> **TASK PROMPT**: Which lines in the records below contain the word "dark"? Report each of those lines in full.

> **MATERIAL PROVIDED**:
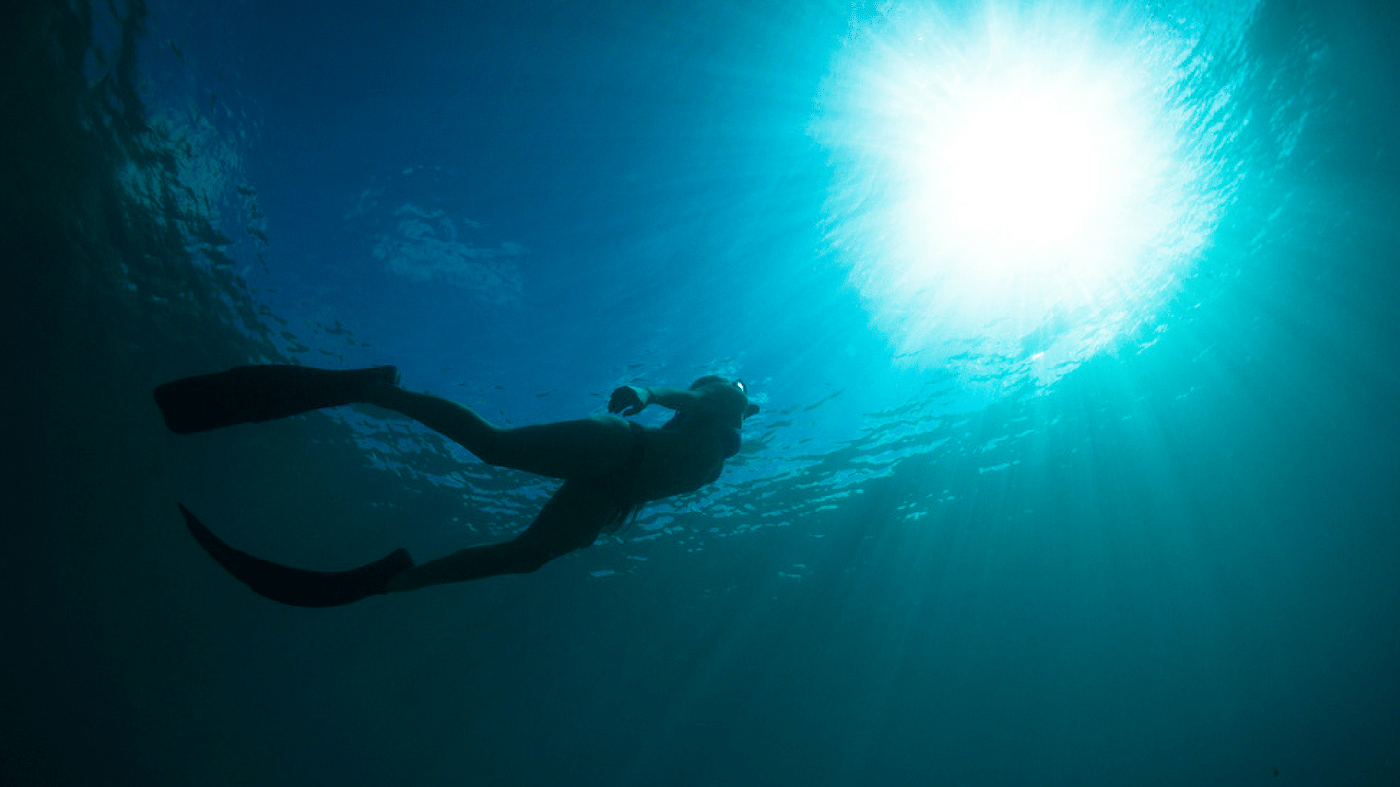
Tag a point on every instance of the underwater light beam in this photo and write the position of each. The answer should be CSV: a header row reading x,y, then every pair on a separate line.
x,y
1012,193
--
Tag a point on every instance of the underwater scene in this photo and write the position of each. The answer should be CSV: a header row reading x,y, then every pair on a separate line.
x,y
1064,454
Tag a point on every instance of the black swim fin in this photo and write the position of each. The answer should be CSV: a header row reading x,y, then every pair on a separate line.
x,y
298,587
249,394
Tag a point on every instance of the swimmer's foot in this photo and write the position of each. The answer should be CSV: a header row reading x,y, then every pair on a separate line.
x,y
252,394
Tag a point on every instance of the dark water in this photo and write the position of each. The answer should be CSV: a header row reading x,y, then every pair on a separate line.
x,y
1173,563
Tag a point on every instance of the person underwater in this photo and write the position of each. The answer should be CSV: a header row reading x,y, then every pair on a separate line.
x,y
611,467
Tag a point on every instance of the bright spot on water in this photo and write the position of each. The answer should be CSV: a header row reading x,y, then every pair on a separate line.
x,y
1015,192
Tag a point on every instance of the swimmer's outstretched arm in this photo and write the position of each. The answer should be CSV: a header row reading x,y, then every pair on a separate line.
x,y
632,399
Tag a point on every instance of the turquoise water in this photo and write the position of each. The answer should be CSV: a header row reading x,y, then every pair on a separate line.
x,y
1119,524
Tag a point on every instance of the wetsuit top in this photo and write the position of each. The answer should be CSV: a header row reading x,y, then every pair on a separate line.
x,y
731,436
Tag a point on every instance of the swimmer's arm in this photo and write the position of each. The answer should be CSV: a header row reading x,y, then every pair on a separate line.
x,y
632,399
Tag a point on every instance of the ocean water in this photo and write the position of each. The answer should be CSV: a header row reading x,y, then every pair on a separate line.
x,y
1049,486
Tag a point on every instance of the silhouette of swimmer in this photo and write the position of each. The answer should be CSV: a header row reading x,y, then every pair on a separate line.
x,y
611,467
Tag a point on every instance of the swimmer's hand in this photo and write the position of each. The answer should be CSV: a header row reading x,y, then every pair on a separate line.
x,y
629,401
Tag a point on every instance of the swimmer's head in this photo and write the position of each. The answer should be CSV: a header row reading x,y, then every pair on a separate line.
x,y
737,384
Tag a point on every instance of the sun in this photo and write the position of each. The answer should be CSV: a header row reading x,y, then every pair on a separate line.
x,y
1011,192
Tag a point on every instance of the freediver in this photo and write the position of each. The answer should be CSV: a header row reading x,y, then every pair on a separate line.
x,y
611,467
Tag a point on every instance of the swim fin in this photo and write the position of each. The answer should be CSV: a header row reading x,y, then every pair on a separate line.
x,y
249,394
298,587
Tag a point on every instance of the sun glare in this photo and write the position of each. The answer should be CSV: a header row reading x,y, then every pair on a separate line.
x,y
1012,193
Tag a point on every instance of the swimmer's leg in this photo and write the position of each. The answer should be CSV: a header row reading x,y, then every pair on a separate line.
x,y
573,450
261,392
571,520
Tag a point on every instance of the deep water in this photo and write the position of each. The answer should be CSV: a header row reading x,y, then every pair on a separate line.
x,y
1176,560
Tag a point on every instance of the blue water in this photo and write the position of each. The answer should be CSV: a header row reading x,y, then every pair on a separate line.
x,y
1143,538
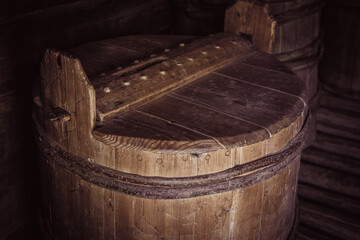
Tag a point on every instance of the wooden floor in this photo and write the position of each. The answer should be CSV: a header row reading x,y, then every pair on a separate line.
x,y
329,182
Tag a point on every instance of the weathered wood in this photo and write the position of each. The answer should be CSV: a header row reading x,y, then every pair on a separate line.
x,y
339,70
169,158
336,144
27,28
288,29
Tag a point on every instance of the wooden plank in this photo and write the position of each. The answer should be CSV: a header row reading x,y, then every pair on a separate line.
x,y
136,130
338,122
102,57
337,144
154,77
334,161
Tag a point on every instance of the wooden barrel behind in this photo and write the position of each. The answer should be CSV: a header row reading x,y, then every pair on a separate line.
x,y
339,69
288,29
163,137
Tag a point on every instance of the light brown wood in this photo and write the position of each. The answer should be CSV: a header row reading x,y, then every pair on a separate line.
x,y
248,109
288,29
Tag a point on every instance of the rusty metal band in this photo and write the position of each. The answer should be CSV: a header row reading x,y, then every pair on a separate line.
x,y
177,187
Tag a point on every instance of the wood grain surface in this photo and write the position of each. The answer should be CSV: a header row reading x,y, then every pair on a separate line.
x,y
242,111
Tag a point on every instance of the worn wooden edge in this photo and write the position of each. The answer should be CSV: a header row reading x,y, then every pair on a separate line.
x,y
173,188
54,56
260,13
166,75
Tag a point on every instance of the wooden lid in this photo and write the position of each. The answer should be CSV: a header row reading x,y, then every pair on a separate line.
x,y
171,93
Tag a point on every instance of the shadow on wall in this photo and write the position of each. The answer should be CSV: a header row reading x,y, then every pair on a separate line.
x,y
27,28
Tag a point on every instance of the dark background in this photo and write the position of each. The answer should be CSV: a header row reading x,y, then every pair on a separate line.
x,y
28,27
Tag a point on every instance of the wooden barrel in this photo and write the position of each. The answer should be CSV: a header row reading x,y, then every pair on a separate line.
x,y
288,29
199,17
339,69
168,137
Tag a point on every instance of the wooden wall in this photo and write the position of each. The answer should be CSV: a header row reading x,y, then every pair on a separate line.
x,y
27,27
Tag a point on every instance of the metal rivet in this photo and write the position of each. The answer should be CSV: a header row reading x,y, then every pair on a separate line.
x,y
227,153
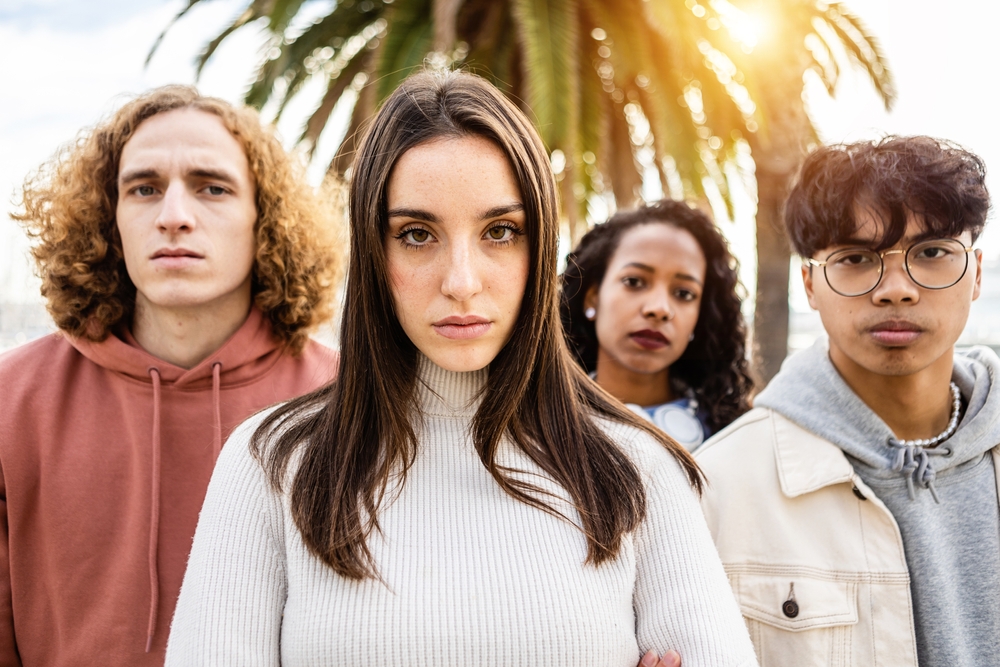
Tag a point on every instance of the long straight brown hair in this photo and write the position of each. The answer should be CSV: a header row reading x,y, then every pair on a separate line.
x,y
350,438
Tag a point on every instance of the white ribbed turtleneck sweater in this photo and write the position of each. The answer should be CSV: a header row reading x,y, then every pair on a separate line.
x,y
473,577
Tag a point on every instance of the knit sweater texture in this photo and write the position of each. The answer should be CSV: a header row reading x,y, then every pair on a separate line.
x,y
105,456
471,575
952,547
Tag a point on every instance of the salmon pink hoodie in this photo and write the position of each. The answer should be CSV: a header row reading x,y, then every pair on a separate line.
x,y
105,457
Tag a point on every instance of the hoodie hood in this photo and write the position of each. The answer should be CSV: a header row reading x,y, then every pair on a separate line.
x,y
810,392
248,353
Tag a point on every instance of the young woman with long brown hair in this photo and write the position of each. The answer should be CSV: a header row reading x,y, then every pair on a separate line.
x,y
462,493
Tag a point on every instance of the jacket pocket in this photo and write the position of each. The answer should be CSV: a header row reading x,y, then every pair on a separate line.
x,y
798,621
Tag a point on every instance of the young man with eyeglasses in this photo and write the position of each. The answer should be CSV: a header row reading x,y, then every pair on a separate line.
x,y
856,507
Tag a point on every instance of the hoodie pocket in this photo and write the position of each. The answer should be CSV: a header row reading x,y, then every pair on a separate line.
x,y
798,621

> **ANSWER TO THE PROBLEM**:
Tag a point on every instance of the dark water in this photo and write the position of each. The answer should be CSV: a header row reading x,y, then every pair on a separate line.
Tag a point on every instance of the dark background in this photo and write the position of each. The answer should be CSV: a header row reading x,y, then every pair on a separate line.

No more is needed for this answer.